### [Exercise]
Retype all of the data that follows, line for line.

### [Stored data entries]
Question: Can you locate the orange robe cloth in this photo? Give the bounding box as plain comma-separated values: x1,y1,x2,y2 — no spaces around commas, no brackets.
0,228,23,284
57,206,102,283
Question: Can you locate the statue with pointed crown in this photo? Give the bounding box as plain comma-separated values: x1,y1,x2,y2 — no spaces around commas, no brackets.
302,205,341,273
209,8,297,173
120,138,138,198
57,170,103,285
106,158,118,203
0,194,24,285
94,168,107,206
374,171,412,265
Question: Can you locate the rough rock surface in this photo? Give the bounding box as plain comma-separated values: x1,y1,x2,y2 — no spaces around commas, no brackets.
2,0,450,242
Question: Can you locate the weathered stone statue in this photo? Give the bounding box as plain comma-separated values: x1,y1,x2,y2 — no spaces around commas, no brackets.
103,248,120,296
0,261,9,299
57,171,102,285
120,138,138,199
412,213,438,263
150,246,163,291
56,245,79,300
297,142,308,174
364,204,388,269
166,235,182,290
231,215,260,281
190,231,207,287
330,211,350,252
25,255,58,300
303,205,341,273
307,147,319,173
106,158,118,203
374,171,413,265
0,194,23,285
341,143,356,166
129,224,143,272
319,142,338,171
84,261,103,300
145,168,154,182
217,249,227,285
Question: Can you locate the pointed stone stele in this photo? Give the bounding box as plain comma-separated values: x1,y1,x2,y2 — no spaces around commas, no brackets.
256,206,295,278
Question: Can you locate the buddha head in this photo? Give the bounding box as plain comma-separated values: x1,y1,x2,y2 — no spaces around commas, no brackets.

### [Answer box]
Question: Can you locate the orange robe cloth in this photo? Give the bounding box as plain comma-separated values: x1,y1,x2,y2 — no spaces around commas, no brackets.
0,228,23,284
57,206,102,283
Question: Can you locate the statue with pointed crown in this photo? Give the bounding box as plain comma-separated values: x1,y1,x2,y2 — no spaces around commas, no brackets.
302,205,341,273
209,8,297,173
120,138,138,198
57,170,103,285
106,158,118,203
0,194,24,285
94,168,107,206
374,171,412,265
Question: Can you locate the rough rock surface in this photo? Give the bounding box as plain comma-separated values: x1,y1,x2,y2 — no spaces around commas, no brackets.
2,0,450,242
Question: Can you locate the weathered stone statue in this photo? Give the bounding box as plain comma-separated values: x1,y1,x2,y2 — no spaces around commas, no brackets.
103,248,120,296
0,261,9,299
57,171,102,285
120,138,138,199
412,213,438,263
150,246,163,291
56,245,79,300
297,142,308,174
364,204,388,269
166,235,182,290
231,215,260,281
190,231,207,287
330,211,350,252
25,255,58,300
303,205,341,273
307,147,319,173
106,158,118,203
374,171,413,265
0,194,23,285
341,143,356,166
129,224,143,272
319,142,338,171
84,261,103,300
145,168,154,182
217,249,227,285
Question: Can you locate the pointed stone stele in this photo? Give the bounding box as plain comma-separated values: x1,y1,x2,y2 — no spaces around commas, no brackets.
256,206,295,278
Question: Can you locate the buddha head in this photo? Give the bounding box as plain comma-separated values: x1,y1,x2,y2 — no spaces around commas, no brackets.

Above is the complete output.